- [Instructions to follow] With every picture left out, give the data below back exactly.

[Stored data entries]
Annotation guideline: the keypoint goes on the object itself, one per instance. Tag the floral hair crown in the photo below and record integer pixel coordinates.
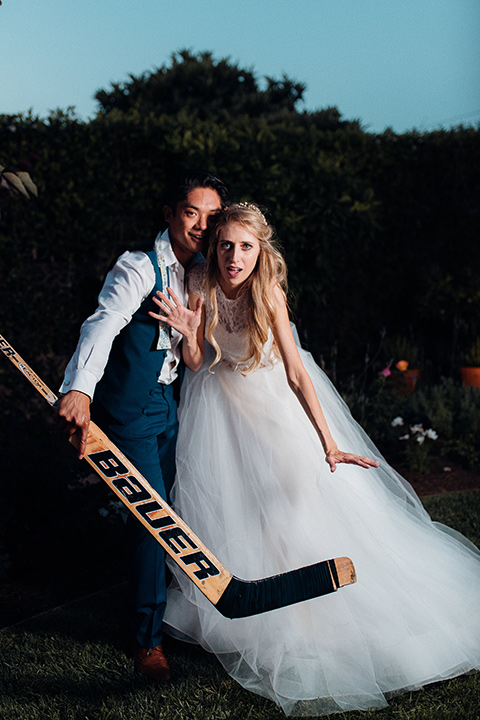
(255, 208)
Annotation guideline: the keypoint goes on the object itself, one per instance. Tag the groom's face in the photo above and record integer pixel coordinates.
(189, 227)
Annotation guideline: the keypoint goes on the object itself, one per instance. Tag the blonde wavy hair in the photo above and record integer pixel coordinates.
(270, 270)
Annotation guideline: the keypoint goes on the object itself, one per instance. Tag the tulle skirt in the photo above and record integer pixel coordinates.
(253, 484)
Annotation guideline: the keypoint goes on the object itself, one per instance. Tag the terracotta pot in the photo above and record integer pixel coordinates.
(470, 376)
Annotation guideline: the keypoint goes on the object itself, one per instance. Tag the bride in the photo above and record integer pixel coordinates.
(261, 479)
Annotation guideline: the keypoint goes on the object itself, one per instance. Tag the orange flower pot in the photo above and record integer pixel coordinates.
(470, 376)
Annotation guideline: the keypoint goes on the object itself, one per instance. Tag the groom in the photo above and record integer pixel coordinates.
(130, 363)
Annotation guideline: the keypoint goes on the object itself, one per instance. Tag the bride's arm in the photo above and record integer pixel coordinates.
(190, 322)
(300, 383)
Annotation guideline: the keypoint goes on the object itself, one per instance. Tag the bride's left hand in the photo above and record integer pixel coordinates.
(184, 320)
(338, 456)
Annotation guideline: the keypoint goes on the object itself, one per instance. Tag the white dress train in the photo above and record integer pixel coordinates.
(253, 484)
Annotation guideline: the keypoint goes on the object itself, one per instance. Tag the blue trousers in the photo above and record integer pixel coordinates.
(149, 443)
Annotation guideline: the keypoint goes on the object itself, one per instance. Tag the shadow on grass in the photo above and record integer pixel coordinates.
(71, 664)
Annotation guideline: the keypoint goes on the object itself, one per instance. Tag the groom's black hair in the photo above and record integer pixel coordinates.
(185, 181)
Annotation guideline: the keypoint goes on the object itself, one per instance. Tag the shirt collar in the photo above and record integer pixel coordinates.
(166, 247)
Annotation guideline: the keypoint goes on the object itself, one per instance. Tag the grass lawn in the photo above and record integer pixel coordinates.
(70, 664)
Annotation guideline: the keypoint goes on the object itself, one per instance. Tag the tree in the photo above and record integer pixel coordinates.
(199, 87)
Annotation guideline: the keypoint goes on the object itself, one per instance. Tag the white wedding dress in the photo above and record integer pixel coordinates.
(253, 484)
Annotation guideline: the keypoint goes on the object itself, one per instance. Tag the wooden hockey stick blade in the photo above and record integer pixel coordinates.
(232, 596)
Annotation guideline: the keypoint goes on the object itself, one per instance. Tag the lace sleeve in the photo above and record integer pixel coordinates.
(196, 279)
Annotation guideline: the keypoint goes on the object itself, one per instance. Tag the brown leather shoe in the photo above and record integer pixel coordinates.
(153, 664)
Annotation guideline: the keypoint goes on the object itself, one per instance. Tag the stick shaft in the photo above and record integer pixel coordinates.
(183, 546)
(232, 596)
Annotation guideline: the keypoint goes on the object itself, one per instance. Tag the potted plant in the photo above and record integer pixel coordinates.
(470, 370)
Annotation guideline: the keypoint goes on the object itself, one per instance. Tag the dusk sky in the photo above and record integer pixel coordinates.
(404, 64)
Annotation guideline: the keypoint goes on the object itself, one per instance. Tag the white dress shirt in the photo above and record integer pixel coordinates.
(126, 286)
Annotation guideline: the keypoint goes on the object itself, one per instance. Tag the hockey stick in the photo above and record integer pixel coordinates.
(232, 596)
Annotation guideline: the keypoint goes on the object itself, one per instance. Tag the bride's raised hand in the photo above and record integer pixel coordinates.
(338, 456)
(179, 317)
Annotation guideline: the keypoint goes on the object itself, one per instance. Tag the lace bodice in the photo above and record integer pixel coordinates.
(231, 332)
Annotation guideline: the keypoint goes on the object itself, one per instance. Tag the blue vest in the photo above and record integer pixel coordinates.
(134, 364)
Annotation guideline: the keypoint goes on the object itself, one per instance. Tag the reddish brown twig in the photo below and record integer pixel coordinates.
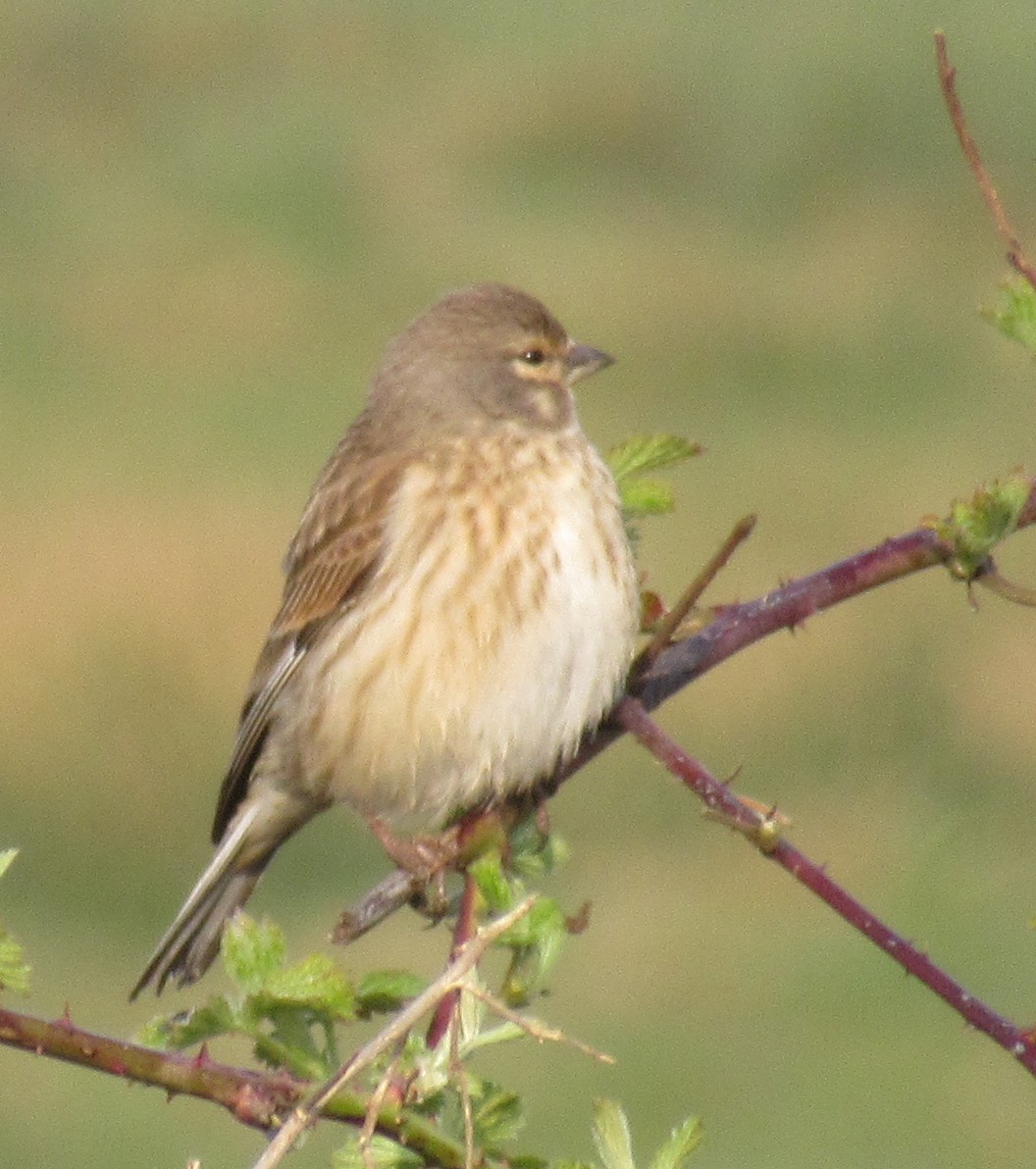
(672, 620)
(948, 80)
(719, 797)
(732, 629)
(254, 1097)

- [Written solution]
Annotation guideline: the keypoint goes on the object itself, one per instance. Tag the floral hair crown in the photo below and record integer pixel coordinates.
(255, 208)
Annotation guideline: the keypoint goes on the object itself, one per instance. Tag the groom's face in the photo above and record integer pixel coordinates.
(189, 227)
Annotation guideline: the keypoint goes on the object itself, one per instance. Tag the blonde wavy hair in the photo above and record integer pixel coordinates.
(270, 270)
Annotation guideline: the keypoint goes on the object itself, one per instance. Tag the tulle skirt in the photo above and record integer pixel coordinates.
(253, 484)
Annotation guideline: the keypoint goes on the object itself, one per instance. Tag the terracotta pot in the photo above and record integer pixel coordinates.
(470, 376)
Annotation guideline: the keypoint goes on the object itself, one per instance. Tag the bride in the photo above and record integer pixel coordinates.
(261, 479)
Annotation guideline: the keypoint goes on the object itself, one per instance. Tag the orange flower pot in the photo above and record integer pixel coordinates.
(470, 376)
Annotation guideline: the keypoint goes on the object itself, one per instance. Tag the groom in the photo above and record integer pixel coordinates.
(130, 363)
Annotation guideline: the keypoint goes on the object itself, one per instance. Tag the bride's arm in the photo above and record integer pixel coordinates.
(190, 322)
(300, 383)
Annotation guideline: the keypoint goes on the object itself, one per instance. Tag the bride's left hand in the photo above and record integer pixel coordinates.
(184, 320)
(338, 456)
Annotation guideline: the keypoint goes on the object itself, one per instance. Tag the white dress train in the photo above and record integer pixel coordinates.
(253, 484)
Annotation guideline: the keypoint goes on the object itself, one per instance. Tag the blue trousers in the photo above and record integer pixel coordinates.
(149, 443)
Annotation guideline: the keypoint goes on the object itself, one per instance. Tag the shadow on grass in the photo above and record integer pixel coordinates.
(71, 664)
Annotation guideline: the keypoint goes on the object itself, one per instance. Tag the groom's black hair in the photo above and record integer pixel coordinates.
(185, 181)
Annotation guideline: the keypoint goes on the object itself, one per instance. Tag the shirt collar in the photo above and record integer pixel coordinates.
(166, 247)
Annotation guideline: the keypoint goes on the object itself, one per instance. Tag the grass lawn in the photo above and record integer pixel coordinates.
(70, 664)
Annotation guideline: the keypoint goes on the object itself, one per instance. Tag the tree in the photo above and record integer pixel coordinates.
(199, 87)
Annotation guideline: the keypoint goes on the object itself, one per instance. Tag the white wedding dress in the photo above and record integer pixel coordinates.
(253, 484)
Annotation guideline: the keypoint goes on the object itself, one per instance. Tag the wooden hockey stick blade in the photo above and record integer pixel coordinates.
(232, 596)
Annotation guideline: the keypoint goes on the object itself, one per instance. Tag the lace sleeve in the photo above and record integer pixel coordinates.
(196, 279)
Annotation guideline: the keypoint goes on the object itself, one per instance. Tag the brown leather shoe in the photo above and record integer pixel coordinates.
(153, 664)
Annotation guideline: the keypoint goes on the object itself, one per instance. Tag the stick shaft in the photo above and record integer pixel coordinates.
(183, 546)
(232, 596)
Annotation guideline: the keypoint goes on the object itself, one per instance. Tag the potted plant in the photo above and record integer pixel coordinates.
(470, 370)
Annotation guideline: the keypoint goes on the object itself, one per instance. Tag the dusk sky in the photo above and record integer pixel coordinates.
(404, 64)
Annotation guideline: the keypoint goes on the object itself, one per instance. Tag the white dress shirt in the photo above and record integer pixel coordinates.
(126, 286)
Annotation guideline: the keypoint goes on the object itself, one per instance. Tag the hockey stick in the photo above and record integer pixel coordinates.
(232, 596)
Annotation guideline: the keypoint goes on the object itself, one per instance. Tag the bride's raised hand in the photo above and record integer pixel coordinates.
(338, 456)
(179, 317)
Annotation guideline: the keypoint goes on the object itself, one per instance. Tag the lace bodice in the photo above and record integer pixel coordinates.
(231, 332)
Annotation guideline: the keypoint goes on the object itself, one per instance. Tag the blue vest in the photo above and record integer pixel coordinates.
(134, 364)
Annotation guideline: the keypoint goes on the object itself, one per instance. Tag the reddish brown twig in the photo below and record integer pixel coordinates.
(672, 620)
(948, 80)
(719, 797)
(732, 629)
(254, 1097)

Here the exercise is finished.